Goal of the exercise:
Retype exactly the span of lines below from the one with "point: pale yellow wing" through the one with "point: forewing". Do not include pictures.

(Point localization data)
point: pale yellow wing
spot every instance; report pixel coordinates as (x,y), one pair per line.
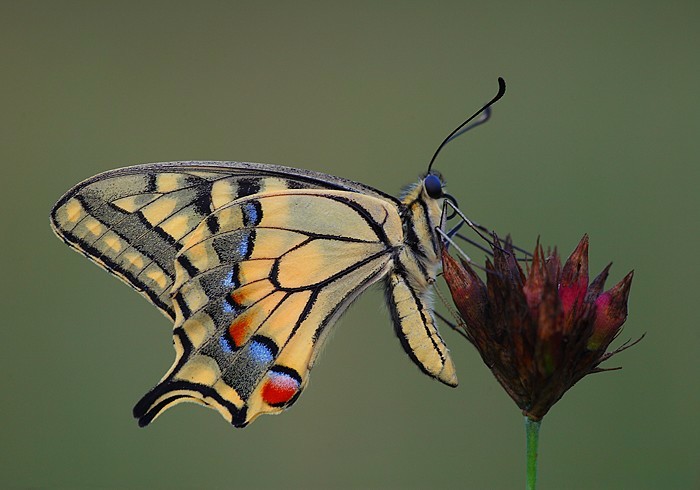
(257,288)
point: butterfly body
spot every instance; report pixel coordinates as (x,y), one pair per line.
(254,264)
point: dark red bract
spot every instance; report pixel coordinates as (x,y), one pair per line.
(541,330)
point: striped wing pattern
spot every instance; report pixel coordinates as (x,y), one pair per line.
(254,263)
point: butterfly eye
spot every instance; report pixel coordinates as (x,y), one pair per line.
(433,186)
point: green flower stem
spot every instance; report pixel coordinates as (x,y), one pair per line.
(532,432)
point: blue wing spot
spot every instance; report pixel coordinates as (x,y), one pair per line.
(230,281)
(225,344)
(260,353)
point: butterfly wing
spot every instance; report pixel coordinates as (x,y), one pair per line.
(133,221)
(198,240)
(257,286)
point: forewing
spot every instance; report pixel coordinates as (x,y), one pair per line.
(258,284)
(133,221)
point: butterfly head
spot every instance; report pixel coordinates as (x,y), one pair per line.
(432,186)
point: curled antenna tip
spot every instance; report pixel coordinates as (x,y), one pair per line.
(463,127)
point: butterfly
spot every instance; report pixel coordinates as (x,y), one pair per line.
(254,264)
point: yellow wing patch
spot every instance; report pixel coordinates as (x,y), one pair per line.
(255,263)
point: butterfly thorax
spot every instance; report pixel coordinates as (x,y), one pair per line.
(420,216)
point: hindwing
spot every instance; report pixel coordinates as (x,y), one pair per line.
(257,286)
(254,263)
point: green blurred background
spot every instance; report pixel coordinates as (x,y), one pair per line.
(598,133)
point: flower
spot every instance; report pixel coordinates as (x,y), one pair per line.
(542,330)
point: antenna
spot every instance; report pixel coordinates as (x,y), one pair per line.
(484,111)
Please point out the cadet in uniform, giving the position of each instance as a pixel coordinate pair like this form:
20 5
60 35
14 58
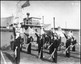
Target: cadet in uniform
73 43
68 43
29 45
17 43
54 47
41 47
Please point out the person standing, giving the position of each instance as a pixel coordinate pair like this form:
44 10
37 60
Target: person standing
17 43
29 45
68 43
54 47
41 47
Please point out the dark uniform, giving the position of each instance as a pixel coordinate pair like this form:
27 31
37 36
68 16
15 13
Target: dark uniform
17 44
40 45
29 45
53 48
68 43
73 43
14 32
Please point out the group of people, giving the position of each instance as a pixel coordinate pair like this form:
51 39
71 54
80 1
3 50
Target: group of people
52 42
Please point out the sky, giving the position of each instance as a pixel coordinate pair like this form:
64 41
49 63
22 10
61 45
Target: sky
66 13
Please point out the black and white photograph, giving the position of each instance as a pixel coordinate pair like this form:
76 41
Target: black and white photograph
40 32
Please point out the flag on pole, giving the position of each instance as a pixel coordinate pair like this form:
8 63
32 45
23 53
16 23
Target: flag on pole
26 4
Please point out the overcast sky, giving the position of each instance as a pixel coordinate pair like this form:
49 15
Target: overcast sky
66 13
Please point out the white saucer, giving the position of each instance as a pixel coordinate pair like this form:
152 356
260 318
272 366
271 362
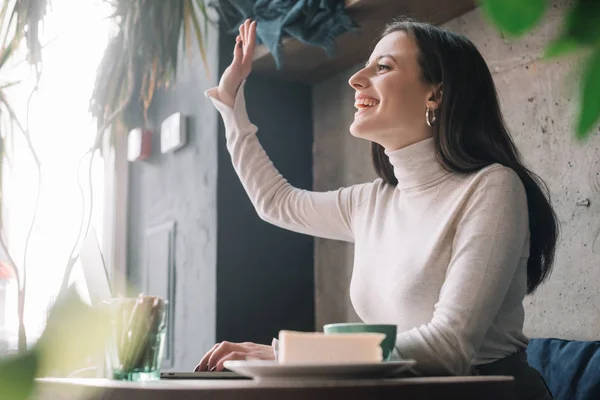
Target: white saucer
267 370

...

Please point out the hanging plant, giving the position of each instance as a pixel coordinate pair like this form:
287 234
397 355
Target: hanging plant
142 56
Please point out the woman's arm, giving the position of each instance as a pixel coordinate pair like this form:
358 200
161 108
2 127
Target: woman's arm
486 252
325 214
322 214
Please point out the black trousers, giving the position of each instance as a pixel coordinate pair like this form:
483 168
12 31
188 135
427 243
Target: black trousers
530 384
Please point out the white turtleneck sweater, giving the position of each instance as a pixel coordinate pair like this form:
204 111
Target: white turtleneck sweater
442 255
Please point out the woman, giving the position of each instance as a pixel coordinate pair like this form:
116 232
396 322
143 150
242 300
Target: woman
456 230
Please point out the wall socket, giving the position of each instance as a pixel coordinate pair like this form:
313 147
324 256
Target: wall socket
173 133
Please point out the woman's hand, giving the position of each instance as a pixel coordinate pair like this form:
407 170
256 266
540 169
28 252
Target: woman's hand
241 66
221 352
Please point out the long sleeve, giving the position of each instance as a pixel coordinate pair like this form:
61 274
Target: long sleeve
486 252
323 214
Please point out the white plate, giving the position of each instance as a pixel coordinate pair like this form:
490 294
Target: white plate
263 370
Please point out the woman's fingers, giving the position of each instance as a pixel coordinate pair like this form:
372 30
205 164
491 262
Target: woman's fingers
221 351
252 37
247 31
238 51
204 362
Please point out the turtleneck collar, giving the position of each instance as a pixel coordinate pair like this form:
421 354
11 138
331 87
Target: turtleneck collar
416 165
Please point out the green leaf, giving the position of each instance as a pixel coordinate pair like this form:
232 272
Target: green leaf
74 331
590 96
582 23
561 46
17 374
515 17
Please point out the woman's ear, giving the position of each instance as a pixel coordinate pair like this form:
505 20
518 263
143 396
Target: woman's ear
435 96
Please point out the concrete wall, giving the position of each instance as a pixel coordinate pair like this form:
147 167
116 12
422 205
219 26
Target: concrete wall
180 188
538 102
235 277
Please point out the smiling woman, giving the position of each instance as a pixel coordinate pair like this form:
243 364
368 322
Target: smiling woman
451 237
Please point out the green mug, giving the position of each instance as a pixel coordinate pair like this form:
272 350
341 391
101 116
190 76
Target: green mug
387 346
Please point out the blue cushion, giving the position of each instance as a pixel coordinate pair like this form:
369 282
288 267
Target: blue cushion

Answer for this exercise:
point: pale yellow wing
spot every instance; report pixel coordinates as (x,y), one pair per line.
(257,288)
point: butterfly body
spot every instance; report pixel coordinates as (x,y), one pair per line.
(254,264)
point: dark red bract
spot every instance; report pixel coordinates as (x,y), one pair per line.
(541,330)
point: striped wing pattern
spot every instance; report pixel coordinates as (x,y), one pair per line.
(254,263)
point: butterfly eye
spot every instance; report pixel coordinates as (x,y), one pair per line.
(433,186)
point: green flower stem
spot every instance; report pixel coordinates as (x,y), one pair per line.
(532,432)
point: blue wing spot
spot every instance; report pixel coordinates as (x,y), one pair per line.
(230,281)
(225,344)
(260,353)
point: butterfly wing
spot every instance; report pixel coordinates as (x,y), one pair per line.
(133,221)
(198,240)
(257,286)
point: forewing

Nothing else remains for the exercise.